REQUIRED TASK: In the radio program announcement below, at what time does the program air?

PASSAGE:
⟨
Property Rights and Wrongs
Tonight at 9 p.m. EST, Bernice Bennett, host of BlogTalkRadio’s Research at the National Archives & Beyond, and The Legal Genealogist join forces for Property Rights and Wrongs: African-Americans at the Courthouse.
This free one-hour online radio program deals with the enduring reality that the history of slavery in the United States is written in the court records — but not the records of people. Instead, clues can be found for descendants of slaves and slaveholders alike in the records of property.
Slaves were bought, sold, borrowed, leased, given away, willed and fought over, and court records capture those as transactions involving property.
And long after the Emancipation Proclamation, the legacy of people-as-property has been written in the legal records: because the freedmen lacked property, their children were taken from them; because they lacked the means to buy land, they ended up as sharecroppers or seized as vagrants and auctioned off to pay their jail debts; because they lacked lawyers, even legally-acquired land was lost.
⟩
EXCERPTED RECORDS:
⟨
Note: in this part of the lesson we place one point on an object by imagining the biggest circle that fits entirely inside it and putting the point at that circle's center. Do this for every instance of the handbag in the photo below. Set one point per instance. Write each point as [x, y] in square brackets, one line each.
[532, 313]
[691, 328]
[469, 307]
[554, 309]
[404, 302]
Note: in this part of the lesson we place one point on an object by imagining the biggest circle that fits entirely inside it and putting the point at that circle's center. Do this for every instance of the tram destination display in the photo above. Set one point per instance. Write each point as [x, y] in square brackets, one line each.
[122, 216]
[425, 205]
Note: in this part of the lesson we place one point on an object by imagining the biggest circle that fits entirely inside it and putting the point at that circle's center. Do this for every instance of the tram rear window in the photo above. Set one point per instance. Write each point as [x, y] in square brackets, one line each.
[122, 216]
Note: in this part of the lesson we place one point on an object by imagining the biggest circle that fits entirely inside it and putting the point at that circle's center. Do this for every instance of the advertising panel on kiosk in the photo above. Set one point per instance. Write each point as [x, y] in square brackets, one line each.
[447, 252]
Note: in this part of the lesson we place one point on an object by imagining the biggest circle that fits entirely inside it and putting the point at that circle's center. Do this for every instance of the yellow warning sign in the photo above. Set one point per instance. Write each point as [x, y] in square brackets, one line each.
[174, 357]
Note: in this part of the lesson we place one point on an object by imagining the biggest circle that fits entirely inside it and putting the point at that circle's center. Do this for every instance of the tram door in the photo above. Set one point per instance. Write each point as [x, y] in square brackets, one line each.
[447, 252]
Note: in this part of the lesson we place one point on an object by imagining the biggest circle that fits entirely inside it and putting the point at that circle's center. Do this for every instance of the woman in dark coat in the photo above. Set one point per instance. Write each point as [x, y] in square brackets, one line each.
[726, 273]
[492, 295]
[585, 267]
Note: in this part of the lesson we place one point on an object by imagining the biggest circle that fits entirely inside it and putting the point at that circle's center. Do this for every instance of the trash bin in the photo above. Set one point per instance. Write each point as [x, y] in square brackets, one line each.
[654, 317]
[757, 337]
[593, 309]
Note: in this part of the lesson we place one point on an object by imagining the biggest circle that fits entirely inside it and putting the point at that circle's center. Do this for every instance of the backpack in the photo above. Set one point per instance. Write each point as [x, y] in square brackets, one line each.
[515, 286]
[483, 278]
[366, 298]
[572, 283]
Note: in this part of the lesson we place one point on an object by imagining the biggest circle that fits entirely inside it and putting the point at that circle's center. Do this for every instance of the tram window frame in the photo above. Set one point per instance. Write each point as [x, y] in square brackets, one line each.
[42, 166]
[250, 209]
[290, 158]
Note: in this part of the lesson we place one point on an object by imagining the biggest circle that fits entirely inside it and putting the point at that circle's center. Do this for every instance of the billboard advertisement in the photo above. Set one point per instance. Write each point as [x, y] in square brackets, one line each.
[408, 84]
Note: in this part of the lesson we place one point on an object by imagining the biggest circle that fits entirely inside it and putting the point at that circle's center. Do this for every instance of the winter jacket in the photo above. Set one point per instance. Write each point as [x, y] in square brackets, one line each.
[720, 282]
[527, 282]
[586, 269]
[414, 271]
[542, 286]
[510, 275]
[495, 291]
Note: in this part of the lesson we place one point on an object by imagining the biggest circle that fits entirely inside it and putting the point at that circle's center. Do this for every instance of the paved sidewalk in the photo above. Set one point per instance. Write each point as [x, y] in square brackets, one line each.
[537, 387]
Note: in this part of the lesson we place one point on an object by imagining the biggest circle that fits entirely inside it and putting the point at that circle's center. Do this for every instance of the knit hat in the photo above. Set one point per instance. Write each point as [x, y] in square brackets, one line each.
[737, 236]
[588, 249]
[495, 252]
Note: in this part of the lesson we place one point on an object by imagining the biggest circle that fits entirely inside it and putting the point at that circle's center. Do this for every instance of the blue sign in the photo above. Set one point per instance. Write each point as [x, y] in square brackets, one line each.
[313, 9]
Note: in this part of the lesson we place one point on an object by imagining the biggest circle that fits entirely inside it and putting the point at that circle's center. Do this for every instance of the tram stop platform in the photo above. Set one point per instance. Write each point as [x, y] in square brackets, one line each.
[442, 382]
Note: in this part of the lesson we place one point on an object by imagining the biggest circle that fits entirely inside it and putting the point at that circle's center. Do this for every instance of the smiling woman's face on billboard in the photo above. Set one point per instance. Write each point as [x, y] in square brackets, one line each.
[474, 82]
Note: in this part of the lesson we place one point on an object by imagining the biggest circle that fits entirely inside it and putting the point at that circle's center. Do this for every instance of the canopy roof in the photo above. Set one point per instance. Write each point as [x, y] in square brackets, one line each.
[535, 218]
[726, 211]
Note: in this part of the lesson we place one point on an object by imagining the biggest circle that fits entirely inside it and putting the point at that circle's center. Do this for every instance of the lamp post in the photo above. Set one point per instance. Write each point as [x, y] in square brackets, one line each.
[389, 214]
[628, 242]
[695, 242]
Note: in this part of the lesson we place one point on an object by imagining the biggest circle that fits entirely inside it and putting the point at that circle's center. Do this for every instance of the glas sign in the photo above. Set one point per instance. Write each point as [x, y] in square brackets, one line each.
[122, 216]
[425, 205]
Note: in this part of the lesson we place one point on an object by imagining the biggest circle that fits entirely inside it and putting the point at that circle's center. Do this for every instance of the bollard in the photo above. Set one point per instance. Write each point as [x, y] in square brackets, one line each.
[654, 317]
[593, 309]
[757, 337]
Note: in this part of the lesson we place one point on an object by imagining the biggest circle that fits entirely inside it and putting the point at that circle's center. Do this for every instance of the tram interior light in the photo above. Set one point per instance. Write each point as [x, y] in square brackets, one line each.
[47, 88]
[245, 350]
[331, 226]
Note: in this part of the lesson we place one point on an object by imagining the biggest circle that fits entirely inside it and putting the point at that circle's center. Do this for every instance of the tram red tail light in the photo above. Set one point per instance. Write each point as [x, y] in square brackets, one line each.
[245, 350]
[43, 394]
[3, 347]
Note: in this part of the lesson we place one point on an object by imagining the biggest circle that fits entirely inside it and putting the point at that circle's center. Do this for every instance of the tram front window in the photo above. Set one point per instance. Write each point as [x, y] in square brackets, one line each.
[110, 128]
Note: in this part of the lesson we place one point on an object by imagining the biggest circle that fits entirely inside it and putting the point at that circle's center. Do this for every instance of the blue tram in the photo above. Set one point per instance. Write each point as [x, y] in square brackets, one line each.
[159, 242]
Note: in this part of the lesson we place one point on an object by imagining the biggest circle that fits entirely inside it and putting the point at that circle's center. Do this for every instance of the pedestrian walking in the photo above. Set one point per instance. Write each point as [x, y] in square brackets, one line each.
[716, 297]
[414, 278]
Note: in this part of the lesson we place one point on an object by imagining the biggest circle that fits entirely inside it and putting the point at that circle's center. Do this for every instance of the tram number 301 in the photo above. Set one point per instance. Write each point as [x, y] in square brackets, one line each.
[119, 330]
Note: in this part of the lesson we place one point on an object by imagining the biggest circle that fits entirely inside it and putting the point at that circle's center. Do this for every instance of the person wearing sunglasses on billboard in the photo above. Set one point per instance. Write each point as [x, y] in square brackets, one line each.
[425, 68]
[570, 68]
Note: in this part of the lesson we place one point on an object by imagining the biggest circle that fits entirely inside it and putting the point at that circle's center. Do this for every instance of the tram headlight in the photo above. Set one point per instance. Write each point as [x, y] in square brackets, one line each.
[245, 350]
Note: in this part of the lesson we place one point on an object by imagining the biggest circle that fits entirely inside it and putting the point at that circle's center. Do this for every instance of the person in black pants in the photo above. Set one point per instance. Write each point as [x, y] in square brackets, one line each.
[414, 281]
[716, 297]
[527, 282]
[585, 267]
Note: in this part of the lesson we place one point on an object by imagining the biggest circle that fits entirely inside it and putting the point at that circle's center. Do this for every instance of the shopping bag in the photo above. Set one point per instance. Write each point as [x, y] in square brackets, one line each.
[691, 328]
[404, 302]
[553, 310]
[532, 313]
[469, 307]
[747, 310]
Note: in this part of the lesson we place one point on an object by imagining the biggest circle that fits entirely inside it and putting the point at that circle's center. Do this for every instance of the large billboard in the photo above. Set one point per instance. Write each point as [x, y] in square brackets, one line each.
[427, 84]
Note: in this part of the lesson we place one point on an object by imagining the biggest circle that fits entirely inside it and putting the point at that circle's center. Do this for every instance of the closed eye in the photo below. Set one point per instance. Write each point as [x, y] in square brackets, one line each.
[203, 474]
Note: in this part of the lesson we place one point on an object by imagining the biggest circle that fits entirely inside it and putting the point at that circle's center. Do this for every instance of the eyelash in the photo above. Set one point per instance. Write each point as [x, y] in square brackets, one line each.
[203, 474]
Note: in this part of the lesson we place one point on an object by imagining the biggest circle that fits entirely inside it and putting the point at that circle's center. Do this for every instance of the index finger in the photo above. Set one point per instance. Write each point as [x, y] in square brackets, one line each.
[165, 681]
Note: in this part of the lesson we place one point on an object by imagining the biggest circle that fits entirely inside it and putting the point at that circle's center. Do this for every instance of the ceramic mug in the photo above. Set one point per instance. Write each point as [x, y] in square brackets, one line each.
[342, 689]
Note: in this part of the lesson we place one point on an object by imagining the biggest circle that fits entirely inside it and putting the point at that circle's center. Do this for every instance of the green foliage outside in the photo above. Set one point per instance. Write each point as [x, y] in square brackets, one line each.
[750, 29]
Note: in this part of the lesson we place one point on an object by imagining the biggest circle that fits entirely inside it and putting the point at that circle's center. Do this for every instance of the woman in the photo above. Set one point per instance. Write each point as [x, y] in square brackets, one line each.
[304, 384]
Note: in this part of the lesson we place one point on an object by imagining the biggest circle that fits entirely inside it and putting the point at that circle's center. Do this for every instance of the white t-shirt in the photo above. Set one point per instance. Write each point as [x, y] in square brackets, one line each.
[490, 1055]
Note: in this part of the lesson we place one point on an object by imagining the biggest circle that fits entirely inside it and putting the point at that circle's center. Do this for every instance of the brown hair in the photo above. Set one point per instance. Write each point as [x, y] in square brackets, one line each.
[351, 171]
⟩
RESPONSE: Tonight at 9 p.m. EST.